▶ **What you have to do**:
Format the records below as a two-column CSV with the header row record_text,answer and one row per record. Put each record's text and its answer in its own double-quoted field, replacing every line break with a space.

▶ **Records for this task**:
§ §

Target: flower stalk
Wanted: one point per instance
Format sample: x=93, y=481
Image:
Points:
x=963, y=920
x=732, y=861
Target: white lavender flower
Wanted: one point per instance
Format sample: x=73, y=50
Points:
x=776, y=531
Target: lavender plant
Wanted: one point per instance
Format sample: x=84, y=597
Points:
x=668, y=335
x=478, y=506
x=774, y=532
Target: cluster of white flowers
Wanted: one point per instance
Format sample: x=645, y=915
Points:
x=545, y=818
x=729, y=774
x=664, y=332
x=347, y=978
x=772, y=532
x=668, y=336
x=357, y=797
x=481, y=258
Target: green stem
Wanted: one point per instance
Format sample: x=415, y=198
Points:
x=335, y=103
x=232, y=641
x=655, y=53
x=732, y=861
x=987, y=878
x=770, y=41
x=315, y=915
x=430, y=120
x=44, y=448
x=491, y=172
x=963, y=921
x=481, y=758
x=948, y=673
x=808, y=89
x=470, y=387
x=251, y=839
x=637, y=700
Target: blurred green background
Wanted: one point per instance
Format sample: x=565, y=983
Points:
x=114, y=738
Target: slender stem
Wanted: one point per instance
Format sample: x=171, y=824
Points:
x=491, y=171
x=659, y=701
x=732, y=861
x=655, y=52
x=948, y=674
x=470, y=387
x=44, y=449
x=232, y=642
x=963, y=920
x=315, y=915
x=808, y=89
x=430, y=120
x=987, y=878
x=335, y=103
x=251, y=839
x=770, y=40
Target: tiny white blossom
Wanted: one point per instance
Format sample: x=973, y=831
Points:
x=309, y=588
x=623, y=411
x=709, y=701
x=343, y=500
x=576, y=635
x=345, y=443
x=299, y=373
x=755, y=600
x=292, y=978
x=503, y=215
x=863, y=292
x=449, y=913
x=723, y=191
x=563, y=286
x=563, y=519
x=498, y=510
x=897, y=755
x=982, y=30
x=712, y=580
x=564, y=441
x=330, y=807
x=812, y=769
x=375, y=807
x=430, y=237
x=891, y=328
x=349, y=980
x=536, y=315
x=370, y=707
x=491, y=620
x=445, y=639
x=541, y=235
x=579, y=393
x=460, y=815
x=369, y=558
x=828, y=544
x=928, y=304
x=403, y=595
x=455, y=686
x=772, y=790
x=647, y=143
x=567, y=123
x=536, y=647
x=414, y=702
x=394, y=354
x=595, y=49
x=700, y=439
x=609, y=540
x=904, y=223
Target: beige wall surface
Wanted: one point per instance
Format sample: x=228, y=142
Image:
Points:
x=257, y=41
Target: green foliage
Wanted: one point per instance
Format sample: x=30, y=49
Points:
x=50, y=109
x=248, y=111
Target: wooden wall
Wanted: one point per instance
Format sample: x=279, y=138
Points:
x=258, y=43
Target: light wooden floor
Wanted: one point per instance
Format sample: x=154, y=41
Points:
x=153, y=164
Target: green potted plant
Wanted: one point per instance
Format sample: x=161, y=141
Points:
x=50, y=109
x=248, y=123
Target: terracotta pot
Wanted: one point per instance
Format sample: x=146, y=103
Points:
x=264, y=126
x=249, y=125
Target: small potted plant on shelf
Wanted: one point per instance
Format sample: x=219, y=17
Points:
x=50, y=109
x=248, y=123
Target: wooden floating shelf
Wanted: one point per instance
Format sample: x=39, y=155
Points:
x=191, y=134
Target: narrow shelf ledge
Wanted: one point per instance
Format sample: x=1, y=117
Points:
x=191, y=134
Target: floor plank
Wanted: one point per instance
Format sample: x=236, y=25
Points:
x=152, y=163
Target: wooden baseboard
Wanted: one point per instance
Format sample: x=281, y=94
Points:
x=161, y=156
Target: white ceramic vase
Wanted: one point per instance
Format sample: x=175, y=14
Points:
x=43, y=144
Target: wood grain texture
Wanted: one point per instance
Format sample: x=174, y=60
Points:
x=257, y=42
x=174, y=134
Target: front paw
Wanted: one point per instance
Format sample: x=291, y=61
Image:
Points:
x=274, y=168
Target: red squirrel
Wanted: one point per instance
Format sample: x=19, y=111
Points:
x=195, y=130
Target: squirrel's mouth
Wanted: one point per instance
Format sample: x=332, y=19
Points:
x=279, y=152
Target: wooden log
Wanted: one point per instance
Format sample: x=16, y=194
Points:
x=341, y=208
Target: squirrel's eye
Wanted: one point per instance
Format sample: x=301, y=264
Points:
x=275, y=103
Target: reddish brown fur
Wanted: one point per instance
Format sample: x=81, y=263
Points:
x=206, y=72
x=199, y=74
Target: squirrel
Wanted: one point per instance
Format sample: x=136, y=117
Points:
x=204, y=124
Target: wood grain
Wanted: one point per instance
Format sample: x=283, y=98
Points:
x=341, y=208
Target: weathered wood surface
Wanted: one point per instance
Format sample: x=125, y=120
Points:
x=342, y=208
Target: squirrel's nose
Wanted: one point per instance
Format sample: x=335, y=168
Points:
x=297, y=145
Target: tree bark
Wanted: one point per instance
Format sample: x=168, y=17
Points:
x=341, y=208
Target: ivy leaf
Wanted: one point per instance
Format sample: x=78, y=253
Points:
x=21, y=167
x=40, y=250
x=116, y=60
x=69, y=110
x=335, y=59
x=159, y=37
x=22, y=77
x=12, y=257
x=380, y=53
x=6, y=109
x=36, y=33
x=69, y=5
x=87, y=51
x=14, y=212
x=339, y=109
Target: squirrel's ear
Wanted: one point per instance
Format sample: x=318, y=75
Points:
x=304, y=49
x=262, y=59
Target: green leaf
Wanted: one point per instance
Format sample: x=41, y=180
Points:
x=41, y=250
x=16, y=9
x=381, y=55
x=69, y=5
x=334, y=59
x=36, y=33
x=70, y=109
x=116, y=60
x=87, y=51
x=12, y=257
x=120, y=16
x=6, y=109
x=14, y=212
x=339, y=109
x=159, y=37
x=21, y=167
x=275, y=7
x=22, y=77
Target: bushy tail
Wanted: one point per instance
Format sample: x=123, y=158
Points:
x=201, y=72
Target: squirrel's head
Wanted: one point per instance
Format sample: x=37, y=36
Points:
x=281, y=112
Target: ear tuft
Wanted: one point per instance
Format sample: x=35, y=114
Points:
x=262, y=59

§ §

▶ **Response to the exercise**:
record_text,answer
"Target: flower stalk Wanted: one point per instance Format sample: x=93, y=481 Image: Points:","x=963, y=920 x=732, y=861"
"Target: white lavender flower Wanted: one point per instance Format sample: x=73, y=50 Points:","x=776, y=531"
"Target: lavender plant Wanted: one point per instance Format sample: x=84, y=597 Points:","x=668, y=335 x=478, y=506 x=774, y=532"
"Target: cluster of white flowers Wanted: one point per instance Format sample: x=645, y=915 Points:","x=545, y=818 x=729, y=774 x=664, y=332 x=347, y=978 x=772, y=532 x=668, y=336 x=357, y=797 x=481, y=258"
"Target: green stem Wanted: one point per instance Format sample: x=415, y=198 Points:","x=335, y=103 x=232, y=641 x=655, y=53 x=732, y=861 x=987, y=878 x=770, y=41 x=315, y=915 x=430, y=120 x=44, y=448 x=491, y=172 x=963, y=921 x=481, y=758 x=948, y=673 x=808, y=89 x=470, y=387 x=251, y=839 x=637, y=700"
"Target: blurred green background Wanted: one point per instance Format sample: x=565, y=983 Points:","x=114, y=738"
"Target: slender stem Wanted: one point per instance Format sample: x=171, y=824 Points:","x=491, y=171 x=659, y=701 x=732, y=861 x=655, y=52 x=948, y=674 x=470, y=387 x=44, y=449 x=232, y=642 x=963, y=920 x=315, y=915 x=808, y=89 x=430, y=120 x=987, y=878 x=335, y=103 x=251, y=839 x=770, y=40"
"Target: tiny white blossom Wanted: one point per instance Format sample: x=973, y=831 Points:","x=309, y=588 x=623, y=411 x=709, y=701 x=343, y=500 x=576, y=635 x=345, y=443 x=299, y=373 x=755, y=600 x=292, y=978 x=503, y=215 x=863, y=292 x=449, y=913 x=723, y=191 x=563, y=286 x=563, y=519 x=498, y=510 x=897, y=755 x=982, y=30 x=712, y=580 x=564, y=441 x=330, y=807 x=812, y=769 x=375, y=807 x=430, y=237 x=891, y=328 x=349, y=980 x=536, y=315 x=370, y=707 x=491, y=620 x=445, y=639 x=541, y=235 x=579, y=393 x=460, y=815 x=369, y=558 x=828, y=544 x=928, y=304 x=403, y=595 x=455, y=686 x=772, y=790 x=647, y=143 x=567, y=123 x=536, y=647 x=414, y=702 x=394, y=354 x=595, y=49 x=700, y=439 x=609, y=540 x=904, y=223"
"Target: beige wall surface Wanted: one point per instance Format sample: x=228, y=142 Image: Points:","x=257, y=41"
"Target: green foliage Wanted: one point per instance Format sample: x=30, y=49 Points:","x=50, y=109 x=248, y=111"
"Target: wooden wall Wanted: one point per instance Format sample: x=279, y=138 Points:","x=258, y=43"
"Target: light wooden floor Wanted: one point per instance Format sample: x=154, y=41 Points:","x=153, y=164"
"Target: green potted plant Wanted: one point per instance Format sample: x=161, y=141 Points:","x=50, y=109 x=248, y=123"
"Target: terracotta pot Wanted: one point per instance Format sample: x=146, y=103 Points:","x=264, y=126 x=249, y=125"
"Target: small potted plant on shelf Wanted: one point per instance Format sample: x=219, y=17 Points:","x=50, y=109 x=248, y=123"
"Target: wooden floating shelf Wanted: one point per instance Format sample: x=39, y=155 Points:","x=191, y=134"
"Target: narrow shelf ledge Wanted: one point per instance Format sample: x=1, y=117 Points:","x=191, y=134"
"Target: floor plank Wanted: one point per instance Format sample: x=236, y=25 Points:","x=152, y=163"
"Target: wooden baseboard Wanted: one point per instance Format sample: x=281, y=94 Points:","x=161, y=156"
"Target: white ceramic vase Wanted: one point per instance Format sample: x=175, y=14 Points:","x=43, y=144"
"Target: wood grain texture Wanted: one point per instance Format sample: x=174, y=60 Points:","x=257, y=42 x=174, y=134"
"Target: front paw Wanted: one point per instance Format sample: x=291, y=61 Image: Points:","x=274, y=168"
"Target: red squirrel Wanted: one point per instance Format sample: x=19, y=111 Points:","x=195, y=130"
"Target: squirrel's mouth Wanted: one point per instance Format sample: x=332, y=19 Points:","x=279, y=152"
"Target: wooden log Wanted: one point per instance Format sample: x=16, y=194 Points:","x=341, y=208"
"Target: squirrel's eye Wanted: one point per instance Format sample: x=301, y=264 Points:","x=275, y=103"
"Target: reddish brown fur Wanted: one point per instance Format sample: x=81, y=263 Points:","x=206, y=72 x=199, y=74"
"Target: squirrel Wanted: one point per instance Format sample: x=136, y=117 Points:","x=204, y=124"
"Target: wood grain Wanted: one point per instance Format sample: x=283, y=98 Points:","x=341, y=208"
"Target: weathered wood surface Wanted: one point per instance Format sample: x=125, y=120 Points:","x=342, y=208"
"Target: squirrel's nose Wanted: one point per instance Format sample: x=335, y=168 Points:","x=297, y=145"
"Target: tree bark Wanted: one point per instance Format sample: x=168, y=17 Points:","x=341, y=208"
"Target: ivy leaf Wanted: one point per instance Format sample: x=78, y=253 Points:","x=21, y=167 x=40, y=250 x=116, y=60 x=69, y=110 x=335, y=59 x=159, y=37 x=22, y=77 x=12, y=257 x=380, y=53 x=6, y=109 x=36, y=33 x=69, y=5 x=87, y=51 x=14, y=212 x=339, y=109"
"Target: squirrel's ear Wanted: one point per instance Format sample: x=318, y=75 Points:","x=304, y=49 x=262, y=59"
"Target: green leaf Wanted: one point per instance Format sample: x=41, y=180 Points:","x=41, y=250 x=16, y=9 x=381, y=55 x=69, y=5 x=334, y=59 x=36, y=33 x=70, y=109 x=116, y=60 x=87, y=51 x=12, y=257 x=120, y=16 x=6, y=109 x=14, y=212 x=339, y=109 x=159, y=37 x=21, y=167 x=275, y=7 x=22, y=77"
"Target: bushy tail Wanted: one point per instance Format sample: x=123, y=158 Points:","x=201, y=72"
"Target: squirrel's head Wanted: one point per instance Format sample: x=37, y=36 Points:","x=281, y=112"
"Target: ear tuft Wanted: one point per instance Format sample: x=35, y=114 Points:","x=262, y=59"